[Collected data]
+-------+

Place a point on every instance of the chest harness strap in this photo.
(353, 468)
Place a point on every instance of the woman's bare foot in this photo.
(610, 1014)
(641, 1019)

+-------+

**Set problem:**
Rewrite every row, putting "Put a dot" in place of "Place a point" and leaving everything else as it is.

**Solved problem:**
Put a dot on every instance of the chest harness strap in this photo.
(353, 468)
Put a dot on every instance of the woman's bare foot in this photo.
(610, 1014)
(641, 1019)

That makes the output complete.